#### Text to read
···

# Pebbles passed away :(



## Torty Mom (Dec 18, 2010)

I have some really very bad news, my sweet little Pebbles passed away about an hour ago. She suffered a prolapse, Dr. Todd was kind enough and helped with some advice, but it was too much for her tiny body. I am just so sad. She was doing great growing and gaining weight. Lisa and I are at a loss as to why. I am so sad, she was a beautiful sweet tortie and will be missed more than words can say.


----------



## Yvonne G (Dec 18, 2010)

Hi Mary Anne:

I'm so sorry this has happened. Its pretty unusual for a tortoise to die from a prolapse. That's just terrible!


----------



## Tom (Dec 18, 2010)

So sorry to hear that. Condolences to you.


----------



## coreyc (Dec 18, 2010)

···

#### Recorded information

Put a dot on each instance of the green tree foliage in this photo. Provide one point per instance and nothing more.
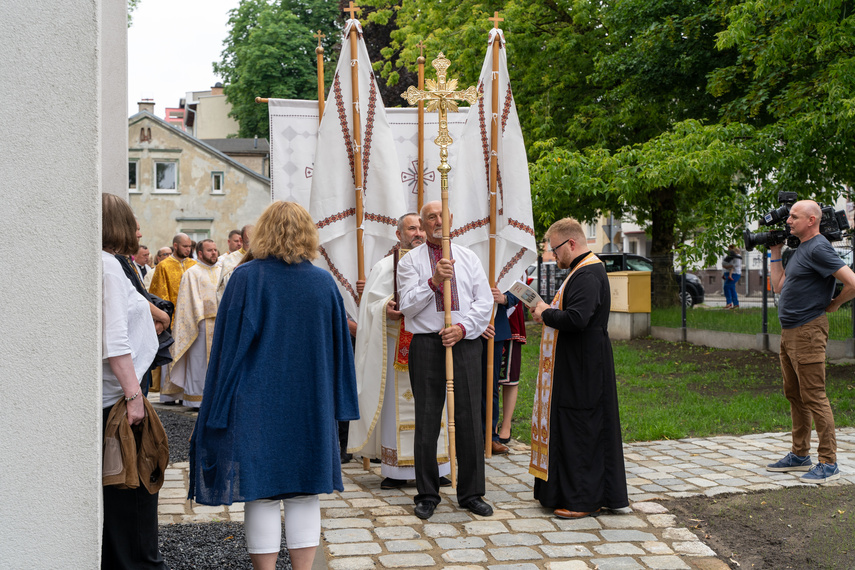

···

Write out the part of the Pebbles thread between "## Yvonne G" and "Condolences to you.", inclusive, without changing a word. The lines above come from a source separate from the Pebbles thread.

## Yvonne G (Dec 18, 2010)

Hi Mary Anne:

I'm so sorry this has happened. Its pretty unusual for a tortoise to die from a prolapse. That's just terrible!


----------



## Tom (Dec 18, 2010)

So sorry to hear that. Condolences to you.